Extract provided:
============================================================

Hello, hello, hello and welcome everyone to day two. That's right, day two of Developer Week 2023.
Today, I have an esteemed panel of amazing people from our product management team with Matt, Director of Product Management, Brendan and Tanushree, our product managers for Developer Week.
Say hello, guys. Hey, everybody.
All right. Now today we have some amazing announcements, some product announcements to share with you guys.
I'm going to share everything that we're launching today.
And with that, we'll start with Tanushree. Tanushree, can you share what we started, what we launched today?
Yeah. Hi, everyone. My name is Tanushree.
As Leroy mentioned, I'm a product manager at Cloudflare. So one of the big things, really exciting announcements today that I want to share with you all is database integrations.
So as PMs at Cloudflare, and I'm sure Leroy, you get this too all the time, developers often ask, like, what can you build with Cloudflare Workers?
And truly, possibilities are endless. And so it's hard to get that elevator pitch down.
But what we really want to build out with integrations is a spot for you as a developer to see what tools you can connect to Cloudflare with, and then also make it really, really easy to do so.
So to start, we're starting off with database integrations.
Data is super duper important when building full stack applications, applications that have state that are able to be responsive.
And we also have announcements coming out later today about making that fast too.
So really what database integrations is, it's a spot where you can see which integrations, which databases Cloudflare supports connections with, how you can get started with them.
We have tutorials that we've published as well, since we know that every runtime has their own specific work.
So we want to make that really, really easy to get started with. And then also a spot so that you as a developer never have to copy and paste your database credentials.
We have an OAuth flow that's been designed to make that really easy to do straight from the Cloudflare dashboard.
So that's one of the announcements for today.
The other one kind of goes hand in hand with this theme of data that we're really pushing today is smart placement for Cloudflare Workers and pages functions.
So when you think about how workers works, traditionally, your user, you send a request to a worker and then that worker gets invoked in the data center that's closest to the user.
And this works really, really well for some use cases, like if you're trying to render frontends very fast, serve assets globally, but in cases where your worker is talking to backend services, like databases, like APIs that are centrally located, you can see your worker pay penalties in terms of latency because of that round trip time.

============================================================

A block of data
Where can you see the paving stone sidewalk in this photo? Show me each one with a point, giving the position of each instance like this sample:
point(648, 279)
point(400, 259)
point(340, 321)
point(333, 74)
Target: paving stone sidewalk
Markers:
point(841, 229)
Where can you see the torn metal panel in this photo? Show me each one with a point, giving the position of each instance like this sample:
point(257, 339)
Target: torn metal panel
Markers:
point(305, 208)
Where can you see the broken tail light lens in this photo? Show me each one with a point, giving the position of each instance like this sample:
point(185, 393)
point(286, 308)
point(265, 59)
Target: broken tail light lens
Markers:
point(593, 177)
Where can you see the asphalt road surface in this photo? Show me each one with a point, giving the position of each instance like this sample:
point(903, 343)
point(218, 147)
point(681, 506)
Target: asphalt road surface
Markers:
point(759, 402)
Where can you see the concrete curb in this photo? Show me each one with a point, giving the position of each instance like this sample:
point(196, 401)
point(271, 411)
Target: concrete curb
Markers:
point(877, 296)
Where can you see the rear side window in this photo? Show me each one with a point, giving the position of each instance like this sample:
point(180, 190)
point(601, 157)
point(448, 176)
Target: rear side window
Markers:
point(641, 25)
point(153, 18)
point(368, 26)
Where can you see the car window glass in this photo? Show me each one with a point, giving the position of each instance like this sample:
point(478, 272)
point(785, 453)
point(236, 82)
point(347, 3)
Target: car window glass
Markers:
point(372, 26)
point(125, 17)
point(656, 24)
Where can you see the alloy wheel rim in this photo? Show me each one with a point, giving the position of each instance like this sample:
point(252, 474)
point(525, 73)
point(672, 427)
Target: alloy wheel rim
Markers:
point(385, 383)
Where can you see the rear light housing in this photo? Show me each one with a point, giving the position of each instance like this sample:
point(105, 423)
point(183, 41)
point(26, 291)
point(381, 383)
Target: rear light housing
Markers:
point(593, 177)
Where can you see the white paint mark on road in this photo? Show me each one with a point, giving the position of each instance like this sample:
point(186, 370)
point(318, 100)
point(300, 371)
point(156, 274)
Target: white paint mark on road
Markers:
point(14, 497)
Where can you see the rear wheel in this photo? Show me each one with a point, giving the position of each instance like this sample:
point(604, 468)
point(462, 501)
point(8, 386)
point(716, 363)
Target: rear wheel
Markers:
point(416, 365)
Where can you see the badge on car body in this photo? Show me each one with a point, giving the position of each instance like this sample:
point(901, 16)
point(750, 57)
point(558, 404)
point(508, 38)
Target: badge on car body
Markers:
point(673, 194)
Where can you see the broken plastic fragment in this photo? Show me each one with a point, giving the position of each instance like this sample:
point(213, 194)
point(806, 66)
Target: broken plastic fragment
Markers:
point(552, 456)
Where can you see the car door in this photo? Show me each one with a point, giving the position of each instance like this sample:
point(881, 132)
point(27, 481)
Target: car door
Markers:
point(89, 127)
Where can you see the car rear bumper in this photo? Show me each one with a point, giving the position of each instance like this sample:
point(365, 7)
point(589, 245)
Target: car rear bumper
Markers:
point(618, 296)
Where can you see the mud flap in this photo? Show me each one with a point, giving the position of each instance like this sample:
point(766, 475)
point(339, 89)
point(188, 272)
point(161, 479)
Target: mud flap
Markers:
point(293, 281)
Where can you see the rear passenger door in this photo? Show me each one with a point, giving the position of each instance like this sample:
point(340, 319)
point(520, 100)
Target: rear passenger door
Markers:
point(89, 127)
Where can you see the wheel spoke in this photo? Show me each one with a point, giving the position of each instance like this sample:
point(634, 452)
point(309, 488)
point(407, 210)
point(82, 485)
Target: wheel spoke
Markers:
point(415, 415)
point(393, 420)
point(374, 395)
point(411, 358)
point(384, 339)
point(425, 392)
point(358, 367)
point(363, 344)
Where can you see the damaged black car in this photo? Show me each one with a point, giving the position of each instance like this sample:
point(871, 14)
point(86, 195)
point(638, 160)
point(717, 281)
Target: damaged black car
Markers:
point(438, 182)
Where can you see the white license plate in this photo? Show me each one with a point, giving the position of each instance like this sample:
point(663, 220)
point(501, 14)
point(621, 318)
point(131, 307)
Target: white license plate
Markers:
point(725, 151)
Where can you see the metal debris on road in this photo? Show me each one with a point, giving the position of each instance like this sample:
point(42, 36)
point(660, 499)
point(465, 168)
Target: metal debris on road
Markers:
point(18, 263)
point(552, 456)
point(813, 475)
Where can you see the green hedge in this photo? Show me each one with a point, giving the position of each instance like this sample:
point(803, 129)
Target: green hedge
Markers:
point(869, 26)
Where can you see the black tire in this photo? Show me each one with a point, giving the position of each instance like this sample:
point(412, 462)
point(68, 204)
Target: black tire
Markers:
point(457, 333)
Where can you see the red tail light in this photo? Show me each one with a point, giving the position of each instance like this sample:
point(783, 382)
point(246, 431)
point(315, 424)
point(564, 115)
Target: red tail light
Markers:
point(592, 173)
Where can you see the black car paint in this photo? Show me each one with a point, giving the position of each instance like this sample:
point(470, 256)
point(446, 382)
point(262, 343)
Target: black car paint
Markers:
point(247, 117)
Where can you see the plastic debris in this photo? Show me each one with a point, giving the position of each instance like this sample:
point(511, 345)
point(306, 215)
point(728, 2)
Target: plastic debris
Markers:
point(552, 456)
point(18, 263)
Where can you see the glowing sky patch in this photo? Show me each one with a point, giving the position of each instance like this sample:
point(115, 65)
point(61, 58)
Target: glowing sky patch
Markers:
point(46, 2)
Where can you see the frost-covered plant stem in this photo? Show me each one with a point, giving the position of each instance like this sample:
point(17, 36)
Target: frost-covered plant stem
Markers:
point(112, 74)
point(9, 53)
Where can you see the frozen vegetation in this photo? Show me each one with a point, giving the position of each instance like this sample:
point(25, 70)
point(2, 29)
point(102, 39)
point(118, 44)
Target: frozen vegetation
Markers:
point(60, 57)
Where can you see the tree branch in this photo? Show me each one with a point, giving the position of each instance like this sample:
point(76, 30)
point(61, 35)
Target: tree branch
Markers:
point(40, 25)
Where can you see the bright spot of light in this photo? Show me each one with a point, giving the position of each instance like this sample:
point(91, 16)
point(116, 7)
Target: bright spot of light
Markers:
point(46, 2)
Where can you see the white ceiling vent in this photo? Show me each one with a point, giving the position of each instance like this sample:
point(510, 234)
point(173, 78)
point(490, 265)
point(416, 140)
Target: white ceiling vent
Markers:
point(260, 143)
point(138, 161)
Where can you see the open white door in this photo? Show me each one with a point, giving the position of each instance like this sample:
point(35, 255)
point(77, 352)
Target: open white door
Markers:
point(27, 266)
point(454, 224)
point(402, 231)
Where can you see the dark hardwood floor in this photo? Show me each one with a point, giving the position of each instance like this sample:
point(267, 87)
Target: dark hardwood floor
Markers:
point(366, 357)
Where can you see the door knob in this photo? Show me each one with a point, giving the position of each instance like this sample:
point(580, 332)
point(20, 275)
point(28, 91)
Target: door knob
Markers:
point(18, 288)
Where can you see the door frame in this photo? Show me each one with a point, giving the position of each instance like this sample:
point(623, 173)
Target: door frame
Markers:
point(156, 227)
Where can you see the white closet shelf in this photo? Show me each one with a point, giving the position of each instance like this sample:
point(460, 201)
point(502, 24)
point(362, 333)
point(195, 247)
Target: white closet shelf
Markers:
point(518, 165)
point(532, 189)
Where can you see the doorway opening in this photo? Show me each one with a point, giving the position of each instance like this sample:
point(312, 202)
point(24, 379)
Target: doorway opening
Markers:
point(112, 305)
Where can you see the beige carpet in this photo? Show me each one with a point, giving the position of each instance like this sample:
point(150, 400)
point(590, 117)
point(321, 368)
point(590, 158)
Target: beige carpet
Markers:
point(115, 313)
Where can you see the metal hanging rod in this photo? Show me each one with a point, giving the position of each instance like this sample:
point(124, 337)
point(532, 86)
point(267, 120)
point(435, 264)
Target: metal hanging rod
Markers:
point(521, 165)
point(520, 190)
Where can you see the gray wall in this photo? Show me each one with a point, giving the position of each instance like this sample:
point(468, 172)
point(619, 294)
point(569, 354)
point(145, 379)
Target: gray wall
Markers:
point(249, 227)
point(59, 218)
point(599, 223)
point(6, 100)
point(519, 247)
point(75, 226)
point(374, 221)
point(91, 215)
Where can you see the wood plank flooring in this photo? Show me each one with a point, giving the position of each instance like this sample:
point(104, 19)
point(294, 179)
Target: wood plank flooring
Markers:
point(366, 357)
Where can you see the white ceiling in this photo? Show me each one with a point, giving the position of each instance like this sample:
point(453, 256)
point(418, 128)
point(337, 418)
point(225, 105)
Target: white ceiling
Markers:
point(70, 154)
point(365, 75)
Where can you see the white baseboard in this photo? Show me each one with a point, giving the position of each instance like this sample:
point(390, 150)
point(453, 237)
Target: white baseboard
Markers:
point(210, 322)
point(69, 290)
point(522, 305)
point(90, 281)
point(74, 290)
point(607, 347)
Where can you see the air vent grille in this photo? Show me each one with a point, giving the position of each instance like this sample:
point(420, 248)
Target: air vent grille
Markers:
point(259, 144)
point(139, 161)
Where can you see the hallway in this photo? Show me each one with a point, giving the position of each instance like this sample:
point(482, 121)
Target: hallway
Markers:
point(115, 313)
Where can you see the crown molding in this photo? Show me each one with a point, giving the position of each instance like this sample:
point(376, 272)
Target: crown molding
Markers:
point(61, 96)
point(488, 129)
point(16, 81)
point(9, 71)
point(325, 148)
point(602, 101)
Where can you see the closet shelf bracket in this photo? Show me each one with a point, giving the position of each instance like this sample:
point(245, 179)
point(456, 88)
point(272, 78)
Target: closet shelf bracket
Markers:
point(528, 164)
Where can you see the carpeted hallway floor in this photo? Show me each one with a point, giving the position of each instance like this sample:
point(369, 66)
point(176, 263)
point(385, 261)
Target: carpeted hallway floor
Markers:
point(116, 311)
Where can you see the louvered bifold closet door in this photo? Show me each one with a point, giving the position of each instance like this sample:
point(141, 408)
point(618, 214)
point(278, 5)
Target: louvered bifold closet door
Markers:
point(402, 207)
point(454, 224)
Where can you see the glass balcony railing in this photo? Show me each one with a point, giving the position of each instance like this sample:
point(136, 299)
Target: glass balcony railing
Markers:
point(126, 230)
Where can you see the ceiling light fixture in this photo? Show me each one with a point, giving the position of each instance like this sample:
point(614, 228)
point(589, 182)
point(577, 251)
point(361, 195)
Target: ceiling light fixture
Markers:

============================================================

Work instructions:
According to the Developer Week transcript, what has Cloudflare designed so that developers never have to copy and paste their database credentials?

Task output:
An OAuth flow that works straight from the Cloudflare dashboard.